**Work request:** Please check the piece below about the writer's grandfather: how did the writer learn that he had died?

**Selected text:**

I lost my paternal grandfather yesterday morning. My dad texted me to let me know that he had passed sometime in the morning. No exact cause is known, my dad said his health probably just deteriorated to the point of passing. This is because while my grandfather’s body passed away yesterday morning, at the age of 37 he’s been around my whole life, but I never knew him.
My grandfather had a stroke when I was very young, I believe when I was 1, although I’m not 100% sure. My parents always said as a baby I was convinced the machines in his hospital room were there to be climbed for my amusement, so I was mobile but have no memory of it. So probably 1.

**Extracted material:**
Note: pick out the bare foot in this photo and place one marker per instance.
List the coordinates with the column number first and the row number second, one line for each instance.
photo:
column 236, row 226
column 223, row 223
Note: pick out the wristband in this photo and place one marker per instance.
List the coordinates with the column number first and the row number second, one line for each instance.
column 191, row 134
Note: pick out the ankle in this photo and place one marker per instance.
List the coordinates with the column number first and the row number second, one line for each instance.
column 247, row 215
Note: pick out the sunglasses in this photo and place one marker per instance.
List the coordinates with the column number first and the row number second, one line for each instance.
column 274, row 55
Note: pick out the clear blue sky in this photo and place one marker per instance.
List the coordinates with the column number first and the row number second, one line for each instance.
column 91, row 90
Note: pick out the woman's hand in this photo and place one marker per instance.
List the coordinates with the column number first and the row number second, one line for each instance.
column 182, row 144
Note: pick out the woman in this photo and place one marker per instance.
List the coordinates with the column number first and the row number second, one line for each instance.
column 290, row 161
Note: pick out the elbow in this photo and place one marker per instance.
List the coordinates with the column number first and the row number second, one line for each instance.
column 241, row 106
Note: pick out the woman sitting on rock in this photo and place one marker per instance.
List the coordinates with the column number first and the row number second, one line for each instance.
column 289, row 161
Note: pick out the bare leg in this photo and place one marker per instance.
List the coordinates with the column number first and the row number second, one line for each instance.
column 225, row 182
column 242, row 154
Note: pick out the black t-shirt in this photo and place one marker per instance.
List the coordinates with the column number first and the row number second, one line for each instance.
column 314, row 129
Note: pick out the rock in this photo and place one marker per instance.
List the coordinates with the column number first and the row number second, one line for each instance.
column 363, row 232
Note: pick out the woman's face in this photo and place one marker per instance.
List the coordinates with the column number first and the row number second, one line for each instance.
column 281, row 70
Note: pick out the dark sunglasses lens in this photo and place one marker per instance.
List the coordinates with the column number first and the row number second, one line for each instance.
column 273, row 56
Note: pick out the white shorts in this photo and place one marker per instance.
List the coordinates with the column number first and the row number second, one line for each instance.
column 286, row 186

**Expected output:** The writer's dad sent a text.